:: Given entries ::

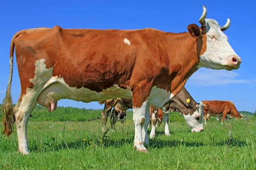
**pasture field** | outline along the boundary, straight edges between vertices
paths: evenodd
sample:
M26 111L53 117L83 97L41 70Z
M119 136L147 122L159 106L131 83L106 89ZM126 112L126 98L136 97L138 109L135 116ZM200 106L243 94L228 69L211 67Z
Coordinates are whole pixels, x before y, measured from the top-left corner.
M115 130L109 130L104 134L99 119L29 121L31 154L23 156L17 153L16 131L9 137L0 135L0 169L256 168L255 120L232 120L221 125L213 118L207 122L204 132L198 133L191 132L184 122L171 122L169 136L164 135L162 124L157 128L156 138L149 139L148 153L144 153L133 149L132 118L132 114L127 114L124 124L117 122ZM0 127L2 125L1 122Z

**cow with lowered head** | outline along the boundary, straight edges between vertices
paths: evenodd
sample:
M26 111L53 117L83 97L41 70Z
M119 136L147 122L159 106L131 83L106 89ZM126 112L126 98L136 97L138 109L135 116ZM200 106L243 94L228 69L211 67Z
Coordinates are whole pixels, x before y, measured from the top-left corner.
M166 103L161 108L157 108L151 107L152 110L152 129L150 136L151 138L155 136L155 125L157 120L158 113L162 111L163 120L164 123L165 134L170 135L170 131L168 122L169 121L169 113L177 111L181 114L192 132L201 132L204 130L203 116L204 115L203 106L205 105L202 102L196 102L190 96L185 87L181 89L172 100Z
M207 124L207 117L218 117L222 116L221 124L227 115L237 119L242 118L242 116L236 110L233 102L223 100L203 100L202 101L207 106L204 108L204 118Z

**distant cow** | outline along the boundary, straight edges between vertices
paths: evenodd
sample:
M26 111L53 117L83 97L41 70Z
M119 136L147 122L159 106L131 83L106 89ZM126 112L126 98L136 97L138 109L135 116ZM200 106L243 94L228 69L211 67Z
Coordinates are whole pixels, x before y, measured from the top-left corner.
M27 124L36 103L53 111L62 99L90 102L132 98L134 146L147 152L150 105L160 108L172 99L199 68L231 71L240 66L241 60L223 32L229 19L221 26L206 16L204 6L199 26L189 24L188 31L180 33L58 26L17 32L11 41L2 133L11 135L15 120L19 150L29 154ZM21 91L13 108L15 48Z
M206 124L207 113L210 116L217 117L222 116L221 124L227 115L230 115L230 117L233 116L236 118L241 119L242 117L238 113L234 103L230 101L203 100L202 102L207 106L204 107L204 119Z
M102 123L102 131L106 131L106 124L108 117L111 115L111 128L115 129L115 125L117 121L123 122L126 116L126 110L132 108L132 99L124 98L108 99L99 101L102 105L105 103L104 108L101 113ZM113 108L113 110L112 110ZM112 111L111 111L112 110Z
M177 95L172 100L166 103L161 109L151 106L150 110L152 115L151 116L152 118L152 129L150 135L150 137L153 138L155 136L155 126L157 122L157 116L160 115L161 116L161 111L164 123L165 134L166 136L170 135L168 122L169 113L170 111L177 111L183 115L192 132L204 130L204 105L201 102L200 103L197 103L185 87L183 87ZM157 112L157 110L160 112L160 113Z

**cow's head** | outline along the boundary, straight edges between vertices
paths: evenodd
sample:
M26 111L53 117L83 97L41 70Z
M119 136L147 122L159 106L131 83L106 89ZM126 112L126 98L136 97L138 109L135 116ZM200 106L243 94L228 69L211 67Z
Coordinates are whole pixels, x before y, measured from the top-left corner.
M191 129L192 132L199 132L204 130L203 124L203 116L204 110L203 107L204 106L202 102L197 105L196 109L192 114L183 114L186 122Z
M225 69L229 71L239 67L241 60L229 44L227 37L223 31L230 26L230 20L220 26L218 22L211 19L206 19L206 8L204 11L199 23L201 26L196 24L189 25L187 29L190 34L197 40L198 53L200 58L198 68L206 67L213 69Z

:::

* _The exercise_
Rewrite the whole listing above, replacing "straight edges between vertices" with "straight segments joining vertices" wherever it occurs and changing nothing else. Leave the pictures out of your version.

* _Answer below_
**pasture field** | outline along the boundary, straight segments joining vertices
paths: evenodd
sample:
M26 111L53 117L83 97L41 70Z
M119 136L147 122L159 106L131 83L106 89ZM126 112L126 98L136 97L138 109L135 116ZM200 106L243 94L228 69L211 67Z
Coordinates are whole pixels, x before y, measured from the top-left corner.
M115 130L109 130L104 134L99 119L29 121L31 154L23 156L17 153L16 131L9 137L0 135L0 169L256 168L255 120L232 120L221 125L213 118L207 122L204 132L198 133L191 132L184 122L171 122L169 136L164 135L162 124L157 128L156 138L149 139L148 153L144 153L133 149L132 118L132 114L127 114L124 124L117 122ZM0 127L2 125L1 122Z

**cow with lowered head** | outline along the boundary, straight segments joining vertices
paths: evenodd
sample:
M26 111L53 117L83 97L41 70Z
M119 136L147 122L159 106L131 83L106 89ZM126 112L126 98L136 97L138 109L135 116ZM200 106L243 94L228 69L211 67Z
Coordinates are whole pixels, x before y, measured from the top-left corner.
M166 103L161 108L157 108L151 107L152 110L152 129L150 136L151 138L155 136L155 125L157 120L158 113L162 111L163 120L164 123L165 134L170 135L170 131L168 122L169 121L169 113L177 111L181 114L192 132L201 132L204 130L203 116L204 115L203 106L205 105L202 102L196 102L190 96L185 87L181 89L172 100Z
M207 124L207 117L218 117L222 116L221 124L227 115L237 119L242 118L242 116L236 110L233 102L223 100L203 100L202 101L207 106L204 108L204 118Z

**distant cow** | outline along the boundary, straight segments joining vertices
paths: evenodd
sample:
M26 111L53 117L83 97L41 70Z
M119 136L147 122L159 106L131 83L106 89ZM126 112L126 98L136 97L138 109L135 116ZM200 106L243 94L228 69L211 67Z
Coordinates are whole pixels, x before y, measured from the top-left corner.
M27 124L36 103L53 111L62 99L90 102L132 98L134 146L147 152L150 105L160 108L172 99L199 68L231 71L240 66L241 60L223 32L229 19L221 26L206 16L204 6L199 26L189 24L188 31L180 33L58 26L17 32L11 41L2 133L11 135L15 120L19 150L29 154ZM21 91L13 108L15 48Z
M206 124L207 113L210 116L217 117L222 116L221 124L227 115L230 115L230 117L233 116L236 118L241 119L242 117L238 113L234 103L230 101L203 100L202 102L207 106L204 107L204 119Z
M102 123L102 131L106 131L106 124L108 117L111 115L111 128L115 129L115 125L117 121L123 122L126 116L126 110L132 108L132 99L124 98L108 99L99 101L102 105L105 103L104 108L101 113ZM113 108L113 110L112 110ZM112 111L111 111L112 110Z
M177 95L172 100L166 103L161 109L151 106L150 110L152 115L151 116L152 118L152 129L150 135L150 137L153 138L155 136L155 126L157 122L157 116L160 115L161 116L161 111L164 123L165 134L166 136L170 135L168 122L169 113L170 111L177 111L183 115L192 132L204 130L204 105L201 102L200 103L197 103L185 87L183 87ZM157 112L157 110L160 112L160 113Z

**cow's head** | outline along the boundary, straight segments joining vertices
paths: evenodd
sample:
M26 111L53 117L83 97L41 70Z
M119 136L147 122L159 106L131 83L106 89ZM126 112L126 98L136 97L138 109L135 116ZM200 106L243 94L228 69L211 67Z
Coordinates are whole pixels, x before y, measured from the top-left corner.
M191 129L192 132L199 132L204 130L203 124L203 116L204 110L203 107L204 106L202 102L197 105L196 109L192 114L183 114L186 122Z
M225 69L229 71L239 67L241 60L229 44L227 37L223 31L230 26L230 20L220 26L218 22L211 19L206 19L206 8L204 11L199 23L201 26L196 24L189 25L187 29L190 34L197 40L198 53L200 58L198 68L206 67L213 69Z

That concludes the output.